#### Exercise prompt
Each entry here needs to be given again exactly.
#### Supplied records ####
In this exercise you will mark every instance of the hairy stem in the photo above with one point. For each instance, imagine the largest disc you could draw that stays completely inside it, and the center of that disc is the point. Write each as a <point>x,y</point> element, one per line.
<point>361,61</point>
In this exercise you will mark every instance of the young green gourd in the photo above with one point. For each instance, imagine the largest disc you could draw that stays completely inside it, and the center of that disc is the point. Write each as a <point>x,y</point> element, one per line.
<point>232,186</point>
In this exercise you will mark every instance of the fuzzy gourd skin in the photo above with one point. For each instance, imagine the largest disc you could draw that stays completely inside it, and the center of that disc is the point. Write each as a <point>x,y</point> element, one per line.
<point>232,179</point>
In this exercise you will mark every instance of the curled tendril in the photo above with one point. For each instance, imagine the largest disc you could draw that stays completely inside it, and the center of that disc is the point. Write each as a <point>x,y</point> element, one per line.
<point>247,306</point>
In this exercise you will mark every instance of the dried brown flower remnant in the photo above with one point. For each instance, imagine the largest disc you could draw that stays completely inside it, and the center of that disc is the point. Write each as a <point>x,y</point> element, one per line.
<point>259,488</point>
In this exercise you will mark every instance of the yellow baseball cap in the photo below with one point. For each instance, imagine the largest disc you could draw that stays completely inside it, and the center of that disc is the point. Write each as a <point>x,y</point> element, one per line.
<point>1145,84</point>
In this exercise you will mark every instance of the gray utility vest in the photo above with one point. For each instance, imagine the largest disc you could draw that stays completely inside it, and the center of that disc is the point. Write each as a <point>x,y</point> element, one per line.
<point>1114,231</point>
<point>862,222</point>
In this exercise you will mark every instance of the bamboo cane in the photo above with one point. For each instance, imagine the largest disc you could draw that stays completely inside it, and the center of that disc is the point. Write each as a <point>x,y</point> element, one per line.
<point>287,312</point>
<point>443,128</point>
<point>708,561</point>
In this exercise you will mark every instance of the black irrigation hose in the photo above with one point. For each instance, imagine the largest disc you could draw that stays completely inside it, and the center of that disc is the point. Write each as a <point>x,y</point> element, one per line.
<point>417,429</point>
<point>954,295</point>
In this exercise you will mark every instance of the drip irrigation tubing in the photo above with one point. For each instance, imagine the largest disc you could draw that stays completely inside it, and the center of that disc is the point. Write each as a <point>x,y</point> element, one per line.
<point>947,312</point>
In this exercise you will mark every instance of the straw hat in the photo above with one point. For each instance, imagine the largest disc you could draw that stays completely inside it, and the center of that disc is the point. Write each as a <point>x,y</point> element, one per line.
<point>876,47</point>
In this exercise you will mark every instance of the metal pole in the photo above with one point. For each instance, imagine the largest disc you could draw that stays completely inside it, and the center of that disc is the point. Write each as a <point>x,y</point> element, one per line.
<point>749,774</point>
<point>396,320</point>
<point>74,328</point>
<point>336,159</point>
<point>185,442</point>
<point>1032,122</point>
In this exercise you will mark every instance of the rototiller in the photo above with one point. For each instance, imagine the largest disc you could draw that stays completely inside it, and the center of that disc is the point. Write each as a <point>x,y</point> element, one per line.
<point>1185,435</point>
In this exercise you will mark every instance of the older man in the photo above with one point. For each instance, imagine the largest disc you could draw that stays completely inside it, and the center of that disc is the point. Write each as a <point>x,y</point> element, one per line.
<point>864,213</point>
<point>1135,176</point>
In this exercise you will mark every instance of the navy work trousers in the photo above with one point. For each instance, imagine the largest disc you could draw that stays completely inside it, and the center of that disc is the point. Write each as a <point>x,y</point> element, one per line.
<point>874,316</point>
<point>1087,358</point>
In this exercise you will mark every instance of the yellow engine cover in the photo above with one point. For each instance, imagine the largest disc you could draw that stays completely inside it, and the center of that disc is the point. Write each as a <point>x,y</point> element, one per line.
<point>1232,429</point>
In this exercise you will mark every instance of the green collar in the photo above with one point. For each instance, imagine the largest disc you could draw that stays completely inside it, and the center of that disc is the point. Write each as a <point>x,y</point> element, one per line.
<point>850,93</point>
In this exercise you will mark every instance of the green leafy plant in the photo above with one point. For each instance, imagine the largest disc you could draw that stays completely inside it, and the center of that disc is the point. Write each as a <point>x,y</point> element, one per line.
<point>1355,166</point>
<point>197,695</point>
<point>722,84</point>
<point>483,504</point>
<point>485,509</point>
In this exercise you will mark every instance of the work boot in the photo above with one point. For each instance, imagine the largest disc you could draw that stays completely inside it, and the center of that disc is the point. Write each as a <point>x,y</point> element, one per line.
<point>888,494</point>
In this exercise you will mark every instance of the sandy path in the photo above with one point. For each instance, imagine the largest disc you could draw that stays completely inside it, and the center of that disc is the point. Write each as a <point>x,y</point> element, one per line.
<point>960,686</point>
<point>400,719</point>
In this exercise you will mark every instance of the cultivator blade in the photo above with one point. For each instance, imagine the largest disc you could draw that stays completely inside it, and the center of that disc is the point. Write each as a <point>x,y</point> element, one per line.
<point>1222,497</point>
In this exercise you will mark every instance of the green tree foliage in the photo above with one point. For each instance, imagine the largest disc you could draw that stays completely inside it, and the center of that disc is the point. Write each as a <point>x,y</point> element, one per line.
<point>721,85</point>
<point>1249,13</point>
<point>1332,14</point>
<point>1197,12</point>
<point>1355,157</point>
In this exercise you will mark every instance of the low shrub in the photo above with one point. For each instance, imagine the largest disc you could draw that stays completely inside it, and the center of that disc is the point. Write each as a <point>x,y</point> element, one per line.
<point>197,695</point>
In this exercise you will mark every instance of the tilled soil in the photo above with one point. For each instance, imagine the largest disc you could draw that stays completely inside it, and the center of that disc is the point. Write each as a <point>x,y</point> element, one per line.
####
#### Your solution
In this exercise you will mark every instance of the hairy stem in the photo above with one point. For each instance, imagine the largest disc you could draw that stays completely inside it, and the center of that disc is the point. Write each as a <point>x,y</point> element, one per line.
<point>361,61</point>
In this exercise you will mark every instance of the young green gourd in the photo above with one point. For each instance, imagine the largest disc you could draw that stays completely inside it, and the center of that disc is the point. Write each as a <point>x,y</point> element, one per line.
<point>232,186</point>
In this exercise you will mark every instance of the fuzzy gourd skin in the photo above with one point. For each instance, imagine the largest disc you could draw that stays completely inside it, and the center of that disc is the point. Write each as a <point>x,y</point> element, one per line.
<point>232,179</point>
In this exercise you will mark every instance of the curled tendril in the photo above with one point. For each instance, imagine the largest disc you could draw that stays completely inside it, and the center of that disc is the point. Write each as a <point>x,y</point> element, one per line.
<point>247,306</point>
In this exercise you will mark every instance of the dried brown flower remnant in the photo above with one point. For each instance, imagine the largest disc you could draw that stays completely inside it, and the center of that disc is the point. Write each as a <point>x,y</point> element, one per line.
<point>259,488</point>
In this exercise you will mark every instance of the yellow baseball cap in the photo below with one point. For each instance, imagine the largest disc you could draw that stays completely inside it, and the center of that disc is the point. Write each as a <point>x,y</point> element, one per line.
<point>1145,84</point>
In this exercise you will mark every instance of the gray utility vest in the photo above with one point. For each instance, imagine the largest disc you could draw that stays completely inside it, and the center of that disc is the point. Write each as a <point>x,y</point> element, one per line.
<point>1114,231</point>
<point>862,222</point>
In this exercise you will mark every instance of the bamboo cane in the photo above with one point. For each instance, imagine the largest disc you could draw that stays completely inside it, and the center of that disc is the point. Write each as a <point>x,y</point> element, one per line.
<point>287,312</point>
<point>443,128</point>
<point>708,561</point>
In this exercise you will mark every instance of the black irrigation hose in the photo above with one point. For each instance, imagine the largest disc you could draw that stays completely inside it, and the center of that disc is the point. Write each as a <point>x,y</point> element, one per line.
<point>417,429</point>
<point>954,295</point>
In this exercise you will mark every instance of the drip irrigation tubing in the photo above with one point. For each instance, imagine the largest disc you could draw that stays completely inside it, and the center of that disc is the point. Write each as a <point>x,y</point> element, one per line.
<point>947,312</point>
In this exercise you will mark every instance of the straw hat in the photo above with one point. For each instance, imagine the largest disc you could draw that stays completely inside it, and the center of that disc is the point. Write each as a <point>x,y</point> element, one per line.
<point>876,47</point>
In this exercise you will mark every instance of the metal pole in the photo above with one point. For each instance, imagine the largest disc you could draw that stays completely inside it, and the center of that disc is the point. Write each as a <point>x,y</point> element, one per line.
<point>749,774</point>
<point>396,320</point>
<point>74,328</point>
<point>336,159</point>
<point>185,442</point>
<point>1032,122</point>
In this exercise you will mark every instance of the rototiller in the photo above with one point. For each instance, imagine the largest disc you could draw that stays completely inside it, and the center of that disc is the point. Write each as a <point>x,y</point> element, one per line.
<point>1185,435</point>
In this exercise you will mark every instance of the older man in the photo above with one point. For each instance, imagine the largest disc you could draw that stays completely inside it, and the center of that disc is the point. Write each as a <point>x,y</point> element, one per line.
<point>864,213</point>
<point>1135,176</point>
In this exercise you will mark every instance of the navy work trousers in the photo above with one point. For each instance, imagine the largest disc you could draw that stays completely inside it, and the center of that disc is the point. Write each as a <point>x,y</point> element, one per line.
<point>874,316</point>
<point>1087,358</point>
In this exercise you will mark every instance of the yellow engine cover in the photo above with one point. For each instance, imagine the largest disc you could draw that stays completely inside it, and the center of that disc is the point. Write each as a <point>x,y</point> element, one per line.
<point>1232,429</point>
In this exercise you will mark every instance of the green collar in the photo above with one point. For each instance, imagine the largest disc you could draw that stays completely inside it, and the center of that disc is the point. Write each as a <point>x,y</point> element, one per line.
<point>850,93</point>
In this exercise you will mark every instance of the green leafy plant in the photo above with one point. For each instance, imagine the largest disc you could draw that stays completely inside it, and the center of that disc is the point. Write each as a <point>x,y</point> element, one per line.
<point>1355,166</point>
<point>197,695</point>
<point>722,84</point>
<point>483,504</point>
<point>485,509</point>
In this exercise you will mark every instance of the work boot in the photo above with one point. For each instance, imagine the largest disc you could draw that stays completely inside it, and the center of that disc is the point. Write each as a <point>x,y</point> element, one per line.
<point>888,494</point>
In this exercise you will mark every instance of the sandy path in the photo above with one point. For each instance, imagine the largest disc you could draw that stays completely inside it, and the center of that disc is the point. Write each as a <point>x,y</point> element, one per line.
<point>960,686</point>
<point>400,719</point>
In this exercise you will mark every instance of the cultivator blade in the photo above with one point. For each instance, imagine the largest disc you could draw that stays completely inside it, and the center of that disc is the point. Write each as a <point>x,y</point> element, one per line.
<point>1222,497</point>
In this exercise you will mark every instance of the green tree foliage in the photo above with one point. For each instance, imagine the largest disc you could draw that stays completely inside it, and the center of that disc is the point. Write each as a <point>x,y</point> element, one per line.
<point>721,85</point>
<point>1249,13</point>
<point>1332,14</point>
<point>1197,12</point>
<point>1355,157</point>
In this exercise you will mark every instance of the low shrub in the photo above with one point. For each instance, imagine the largest disc you could draw that stays completely inside it, and the center of that disc is the point. Write each as a <point>x,y</point> element, one per line.
<point>197,695</point>
In this exercise you will mark every instance of the tilled soil in the photo above with one point. For each instance, imagine the largest disc you could draw that stays completely inside it, and the center of that disc is the point. Write each as a <point>x,y</point> element, one per line.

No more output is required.